* _REQUEST 1_: Please copy everything in the records from the line containing "442] for reference." down to the line containing "[0, 0, 840, 222]", including the requests, and raise each coordinate in the answer boxes by 84 while keeping the sample box in the note as it is.

* _DOCUMENT EXCERPT_:
::::::::

What We Know about Visitor Attention

chapter 1
Introduction

Key Ideas

• Visitor attention is a critical concept for scholars and museum professionals.
• Visitor attention needs to be defined in a comprehensive way using the key concepts of attention and value.
• This book uses psychology and visitor studies to explain how and where museum visitors pay attention.
• The attention-value model described in this book will help museum professionals promote engaged attention.

Key Questions about Visitor Attention

Much has been written about visitor attention, yet a comprehensive treatment of the subject still does not exist. Given the importance of this topic, both scholars and museum professionals need more careful research and reflection to understand better how attention phenomena relate to viewing exhibitions. To tackle this challenge and understand the psychological processes of attention inherent in the visitor experience, we must answer these five key questions (Bitgood, 2010):
1. What is "visitor attention"? What are the elements of a comprehensive definition of visitor attention? In what ways has it been defined? How has it and/or how should it be measured? How does it relate to other phenomena such as learning and fatigue?
2. To what do visitors pay attention while viewing exhibitions? How do visitors distribute their attention in exhibit environments? What factors are effective in capturing attention?
3. Why do visitors pay attention? What is the motivation for paying attention? What factors contribute to the motivation to pay attention or not?

::::::::

* _RECORDS SUPPLIED_:
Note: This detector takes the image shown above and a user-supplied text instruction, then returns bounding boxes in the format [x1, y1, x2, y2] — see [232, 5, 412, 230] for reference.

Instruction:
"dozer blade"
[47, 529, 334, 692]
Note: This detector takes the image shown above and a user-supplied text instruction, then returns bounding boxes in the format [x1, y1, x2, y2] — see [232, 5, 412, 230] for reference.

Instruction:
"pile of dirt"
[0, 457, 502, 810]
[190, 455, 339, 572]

::::::::

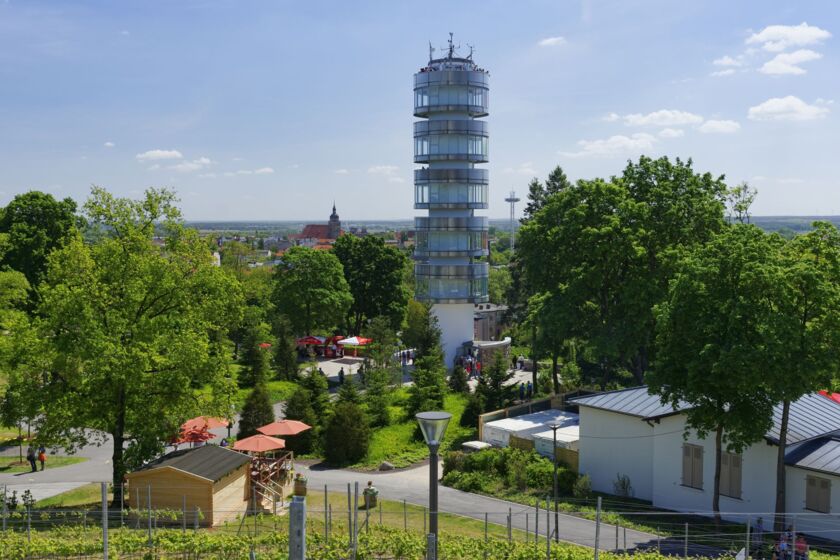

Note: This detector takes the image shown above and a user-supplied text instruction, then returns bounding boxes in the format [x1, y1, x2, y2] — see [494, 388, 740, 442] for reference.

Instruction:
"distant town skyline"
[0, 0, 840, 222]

::::::::

* _REQUEST 2_: Resume the chapter on visitor attention after its last sentence and continue it.

* _TASK RESPONSE 1_:
Note: This detector takes the image shown above and a user-supplied text instruction, then returns bounding boxes in the format [x1, y1, x2, y2] — see [494, 388, 740, 442] for reference.

Instruction:
"distant town skyline"
[84, 84, 924, 306]

* _TASK RESPONSE 2_:
4. How do the processes or mechanisms of attention work? Processes such as visual searching or scanning the exhibit environment, making decisions about where to focus and engage attention, and "museum fatigue" need to be understood if we are to design experiences that adequately manage visitor attention.
5. What factors interfere with paying attention to exhibits? How do phenomena such as "fatigue," "satiation," "competition," and "distraction" influence visitor attention, and how can these factors be minimized or eliminated?
These questions are our framework for studying visitor attention. This book answers them by describing the attention-value model of museum visitors and by exploring its implications for theory and practice.

Why Study Visitor Attention?

The key to understanding visitors in museums, zoos, science centers, and other types of exhibition centers is discovering how the processes of attention work together with the exhibition and social environments to create the museum experience. Of critical importance is understanding why, when, and how people are motivated to pay attention to exhibits and programs. In this book I focus on museum exhibitions, but the analysis can be applied to museum programs and audience research problems.
Learning is a primary concern of museum professionals, but learning is not possible until visitors' attention is focused and engaged on the objects and messages inherent in the museum experience. Learning is a byproduct of attention. Focusing exclusively on learning processes is putting the horse before the cart. To understand learning we must first understand attention.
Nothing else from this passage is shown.